-- begin Data excerpts --

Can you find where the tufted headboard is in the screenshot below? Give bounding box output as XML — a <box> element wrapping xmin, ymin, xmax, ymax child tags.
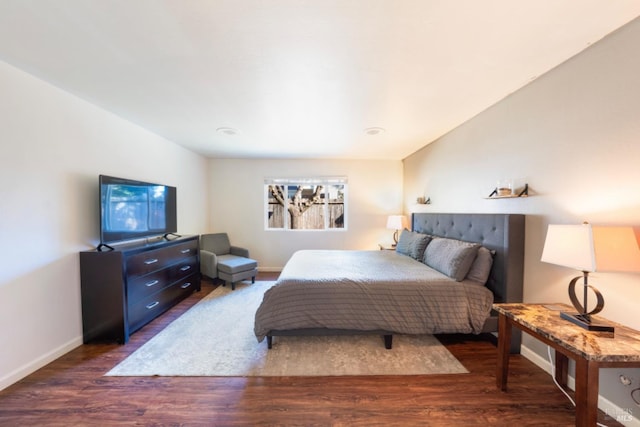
<box><xmin>411</xmin><ymin>213</ymin><xmax>525</xmax><ymax>352</ymax></box>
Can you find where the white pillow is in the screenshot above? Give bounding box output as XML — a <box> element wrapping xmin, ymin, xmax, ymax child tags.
<box><xmin>396</xmin><ymin>230</ymin><xmax>431</xmax><ymax>260</ymax></box>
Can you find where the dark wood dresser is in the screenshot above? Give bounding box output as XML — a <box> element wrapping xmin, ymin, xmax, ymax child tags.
<box><xmin>80</xmin><ymin>236</ymin><xmax>200</xmax><ymax>344</ymax></box>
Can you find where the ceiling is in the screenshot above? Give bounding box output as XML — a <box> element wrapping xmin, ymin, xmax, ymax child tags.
<box><xmin>0</xmin><ymin>0</ymin><xmax>640</xmax><ymax>159</ymax></box>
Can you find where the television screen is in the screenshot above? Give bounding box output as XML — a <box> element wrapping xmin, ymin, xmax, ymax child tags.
<box><xmin>100</xmin><ymin>175</ymin><xmax>177</xmax><ymax>244</ymax></box>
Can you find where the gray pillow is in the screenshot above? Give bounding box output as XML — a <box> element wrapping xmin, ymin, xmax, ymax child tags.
<box><xmin>422</xmin><ymin>237</ymin><xmax>480</xmax><ymax>282</ymax></box>
<box><xmin>467</xmin><ymin>246</ymin><xmax>495</xmax><ymax>285</ymax></box>
<box><xmin>396</xmin><ymin>230</ymin><xmax>431</xmax><ymax>260</ymax></box>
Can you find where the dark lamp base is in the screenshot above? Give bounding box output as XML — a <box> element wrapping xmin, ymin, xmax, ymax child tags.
<box><xmin>560</xmin><ymin>312</ymin><xmax>615</xmax><ymax>332</ymax></box>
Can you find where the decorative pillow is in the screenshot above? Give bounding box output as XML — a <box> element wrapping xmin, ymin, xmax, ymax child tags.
<box><xmin>422</xmin><ymin>237</ymin><xmax>480</xmax><ymax>282</ymax></box>
<box><xmin>396</xmin><ymin>230</ymin><xmax>431</xmax><ymax>260</ymax></box>
<box><xmin>467</xmin><ymin>246</ymin><xmax>495</xmax><ymax>285</ymax></box>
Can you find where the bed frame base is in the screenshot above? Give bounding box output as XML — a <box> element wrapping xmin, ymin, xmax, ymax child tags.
<box><xmin>267</xmin><ymin>328</ymin><xmax>393</xmax><ymax>350</ymax></box>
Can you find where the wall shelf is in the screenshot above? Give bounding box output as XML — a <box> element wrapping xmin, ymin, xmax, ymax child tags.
<box><xmin>485</xmin><ymin>184</ymin><xmax>529</xmax><ymax>199</ymax></box>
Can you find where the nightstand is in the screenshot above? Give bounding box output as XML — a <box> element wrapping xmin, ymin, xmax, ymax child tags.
<box><xmin>493</xmin><ymin>304</ymin><xmax>640</xmax><ymax>427</ymax></box>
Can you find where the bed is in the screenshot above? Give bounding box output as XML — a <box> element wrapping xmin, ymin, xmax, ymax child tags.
<box><xmin>254</xmin><ymin>213</ymin><xmax>524</xmax><ymax>352</ymax></box>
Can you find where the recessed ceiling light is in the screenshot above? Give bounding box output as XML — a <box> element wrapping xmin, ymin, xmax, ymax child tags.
<box><xmin>216</xmin><ymin>127</ymin><xmax>238</xmax><ymax>136</ymax></box>
<box><xmin>364</xmin><ymin>127</ymin><xmax>385</xmax><ymax>136</ymax></box>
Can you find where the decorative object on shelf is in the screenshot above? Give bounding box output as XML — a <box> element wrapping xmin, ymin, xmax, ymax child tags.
<box><xmin>487</xmin><ymin>184</ymin><xmax>529</xmax><ymax>199</ymax></box>
<box><xmin>541</xmin><ymin>223</ymin><xmax>640</xmax><ymax>332</ymax></box>
<box><xmin>387</xmin><ymin>215</ymin><xmax>409</xmax><ymax>247</ymax></box>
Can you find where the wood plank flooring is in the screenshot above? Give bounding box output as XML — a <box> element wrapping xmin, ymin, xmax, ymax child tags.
<box><xmin>0</xmin><ymin>273</ymin><xmax>620</xmax><ymax>426</ymax></box>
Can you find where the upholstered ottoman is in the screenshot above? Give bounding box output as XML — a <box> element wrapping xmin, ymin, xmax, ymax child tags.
<box><xmin>218</xmin><ymin>254</ymin><xmax>258</xmax><ymax>290</ymax></box>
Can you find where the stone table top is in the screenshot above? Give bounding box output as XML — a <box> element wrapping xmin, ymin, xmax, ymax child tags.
<box><xmin>493</xmin><ymin>303</ymin><xmax>640</xmax><ymax>362</ymax></box>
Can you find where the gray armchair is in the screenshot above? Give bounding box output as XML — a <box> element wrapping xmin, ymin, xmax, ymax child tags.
<box><xmin>200</xmin><ymin>233</ymin><xmax>258</xmax><ymax>290</ymax></box>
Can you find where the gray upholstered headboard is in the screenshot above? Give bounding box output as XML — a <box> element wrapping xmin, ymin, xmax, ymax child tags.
<box><xmin>411</xmin><ymin>213</ymin><xmax>525</xmax><ymax>353</ymax></box>
<box><xmin>412</xmin><ymin>213</ymin><xmax>524</xmax><ymax>302</ymax></box>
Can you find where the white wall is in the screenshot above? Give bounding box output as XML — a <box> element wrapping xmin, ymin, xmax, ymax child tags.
<box><xmin>209</xmin><ymin>159</ymin><xmax>402</xmax><ymax>271</ymax></box>
<box><xmin>404</xmin><ymin>20</ymin><xmax>640</xmax><ymax>423</ymax></box>
<box><xmin>0</xmin><ymin>62</ymin><xmax>208</xmax><ymax>389</ymax></box>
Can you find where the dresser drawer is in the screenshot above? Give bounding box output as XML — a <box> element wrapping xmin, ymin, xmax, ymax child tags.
<box><xmin>128</xmin><ymin>274</ymin><xmax>199</xmax><ymax>332</ymax></box>
<box><xmin>127</xmin><ymin>256</ymin><xmax>198</xmax><ymax>304</ymax></box>
<box><xmin>126</xmin><ymin>240</ymin><xmax>198</xmax><ymax>277</ymax></box>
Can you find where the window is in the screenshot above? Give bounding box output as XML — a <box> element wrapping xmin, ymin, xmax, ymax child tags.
<box><xmin>264</xmin><ymin>177</ymin><xmax>347</xmax><ymax>230</ymax></box>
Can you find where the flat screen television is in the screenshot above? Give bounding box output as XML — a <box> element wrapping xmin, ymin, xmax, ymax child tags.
<box><xmin>98</xmin><ymin>175</ymin><xmax>177</xmax><ymax>249</ymax></box>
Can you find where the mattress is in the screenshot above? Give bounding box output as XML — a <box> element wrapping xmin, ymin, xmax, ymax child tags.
<box><xmin>254</xmin><ymin>250</ymin><xmax>493</xmax><ymax>341</ymax></box>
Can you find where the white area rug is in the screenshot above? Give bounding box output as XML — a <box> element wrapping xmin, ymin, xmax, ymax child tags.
<box><xmin>106</xmin><ymin>282</ymin><xmax>468</xmax><ymax>376</ymax></box>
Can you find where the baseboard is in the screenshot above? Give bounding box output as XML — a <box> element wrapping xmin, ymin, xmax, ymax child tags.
<box><xmin>0</xmin><ymin>336</ymin><xmax>82</xmax><ymax>390</ymax></box>
<box><xmin>520</xmin><ymin>345</ymin><xmax>640</xmax><ymax>427</ymax></box>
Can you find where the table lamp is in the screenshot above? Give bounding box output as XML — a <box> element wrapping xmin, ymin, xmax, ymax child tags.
<box><xmin>387</xmin><ymin>215</ymin><xmax>409</xmax><ymax>246</ymax></box>
<box><xmin>541</xmin><ymin>223</ymin><xmax>640</xmax><ymax>332</ymax></box>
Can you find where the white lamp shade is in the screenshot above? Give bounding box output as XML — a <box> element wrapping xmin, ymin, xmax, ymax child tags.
<box><xmin>541</xmin><ymin>224</ymin><xmax>640</xmax><ymax>272</ymax></box>
<box><xmin>387</xmin><ymin>215</ymin><xmax>409</xmax><ymax>230</ymax></box>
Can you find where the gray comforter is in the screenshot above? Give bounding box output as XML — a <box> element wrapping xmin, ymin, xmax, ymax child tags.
<box><xmin>254</xmin><ymin>250</ymin><xmax>493</xmax><ymax>341</ymax></box>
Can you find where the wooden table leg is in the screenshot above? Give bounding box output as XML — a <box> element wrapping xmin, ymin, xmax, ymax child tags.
<box><xmin>496</xmin><ymin>314</ymin><xmax>511</xmax><ymax>391</ymax></box>
<box><xmin>555</xmin><ymin>350</ymin><xmax>569</xmax><ymax>388</ymax></box>
<box><xmin>576</xmin><ymin>357</ymin><xmax>599</xmax><ymax>427</ymax></box>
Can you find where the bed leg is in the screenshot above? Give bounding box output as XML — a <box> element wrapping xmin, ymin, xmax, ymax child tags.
<box><xmin>384</xmin><ymin>335</ymin><xmax>393</xmax><ymax>350</ymax></box>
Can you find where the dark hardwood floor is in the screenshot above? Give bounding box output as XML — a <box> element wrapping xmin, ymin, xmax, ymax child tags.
<box><xmin>0</xmin><ymin>273</ymin><xmax>620</xmax><ymax>426</ymax></box>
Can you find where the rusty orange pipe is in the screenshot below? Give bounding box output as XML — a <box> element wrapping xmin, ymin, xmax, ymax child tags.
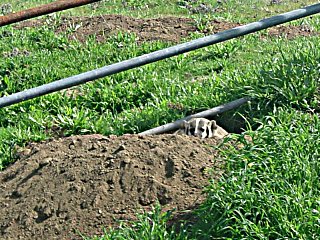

-- end Data excerpts --

§ **What you need to do**
Could you change "screenshot" to "image" in the rows that begin at the line containing "Can you find where the dark hardwood" and run through the last row, keeping everything else the same? Leave the pictures out.

§ **Correct answer**
Can you find where the dark hardwood floor is in the image above? Give bounding box output as XML — a <box> element wrapping xmin, ymin, xmax, ymax child tags.
<box><xmin>0</xmin><ymin>273</ymin><xmax>620</xmax><ymax>426</ymax></box>
Can you find where the rusty orange pipe is in the image below? Give bounding box output as XML — a <box> element wrapping xmin, ymin, xmax, ymax child tags.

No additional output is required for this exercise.